◆ SELECTED PASSAGE
************

Chapter 6. Processes

Processes and Programs

Process ID and Parent Process ID

Memory Layout of a Process

The memory allocated to each process is composed of a number of parts, usually referred to as segments. These segments are as follows:

The following code shows various types of C variables along with comments indicating in which segment each variable is located. These comments assume a nonoptimizing compiler and an application binary interface in which all arguments are passed on the stack. In practice, an optimizing compiler may allocate frequently used variables in registers, or optimize a variable out of existence altogether. Furthermore, some ABIs require function arguments and the function result to be passed via registers, rather than on the stack. Nevertheless, this example serves to demonstrate the mapping between C variables and the segments of a process.

************

◆ WHAT TO DO
Answer these questions from the chapter excerpt on processes above:
(a) What are the parts of a process's memory usually called?
(b) What two things do the comments in the C code assume?
(c) According to the excerpt, what may an optimizing compiler do with frequently used variables?

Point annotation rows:
************

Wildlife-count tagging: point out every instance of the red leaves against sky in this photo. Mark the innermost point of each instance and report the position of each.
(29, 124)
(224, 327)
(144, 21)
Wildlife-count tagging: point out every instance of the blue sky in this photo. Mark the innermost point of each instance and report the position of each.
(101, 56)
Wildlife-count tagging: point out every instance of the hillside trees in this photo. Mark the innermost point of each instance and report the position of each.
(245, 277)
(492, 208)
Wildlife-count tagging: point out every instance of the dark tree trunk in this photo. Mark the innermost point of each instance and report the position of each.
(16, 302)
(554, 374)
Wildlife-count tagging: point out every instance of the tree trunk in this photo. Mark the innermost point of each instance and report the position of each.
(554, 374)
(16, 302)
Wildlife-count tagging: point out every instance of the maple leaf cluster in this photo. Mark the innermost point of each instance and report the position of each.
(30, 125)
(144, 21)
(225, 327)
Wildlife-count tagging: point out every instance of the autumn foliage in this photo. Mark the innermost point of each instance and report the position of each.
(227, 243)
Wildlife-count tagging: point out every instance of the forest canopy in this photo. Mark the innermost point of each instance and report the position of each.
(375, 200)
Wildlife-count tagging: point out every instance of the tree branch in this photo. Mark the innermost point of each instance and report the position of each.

************

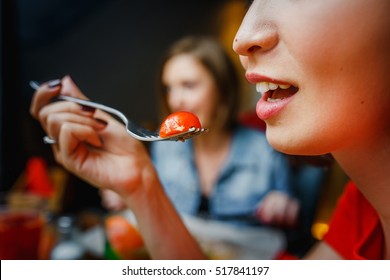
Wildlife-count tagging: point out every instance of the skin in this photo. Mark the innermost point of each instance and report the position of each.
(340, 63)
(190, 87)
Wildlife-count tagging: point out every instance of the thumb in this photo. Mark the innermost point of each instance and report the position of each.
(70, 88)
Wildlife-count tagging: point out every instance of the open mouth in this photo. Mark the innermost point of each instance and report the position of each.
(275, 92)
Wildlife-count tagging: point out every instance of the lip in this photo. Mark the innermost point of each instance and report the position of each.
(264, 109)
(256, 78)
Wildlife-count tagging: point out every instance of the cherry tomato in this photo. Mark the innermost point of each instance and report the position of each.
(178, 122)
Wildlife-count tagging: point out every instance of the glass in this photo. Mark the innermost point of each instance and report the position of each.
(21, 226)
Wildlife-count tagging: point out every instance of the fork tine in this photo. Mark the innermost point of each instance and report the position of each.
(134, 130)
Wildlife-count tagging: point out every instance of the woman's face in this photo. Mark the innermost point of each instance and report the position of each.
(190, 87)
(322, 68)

************

◆ ANSWER TO THIS PROBLEM
(a) Segments.
(b) A nonoptimizing compiler and an application binary interface in which all arguments are passed on the stack.
(c) It may allocate them in registers.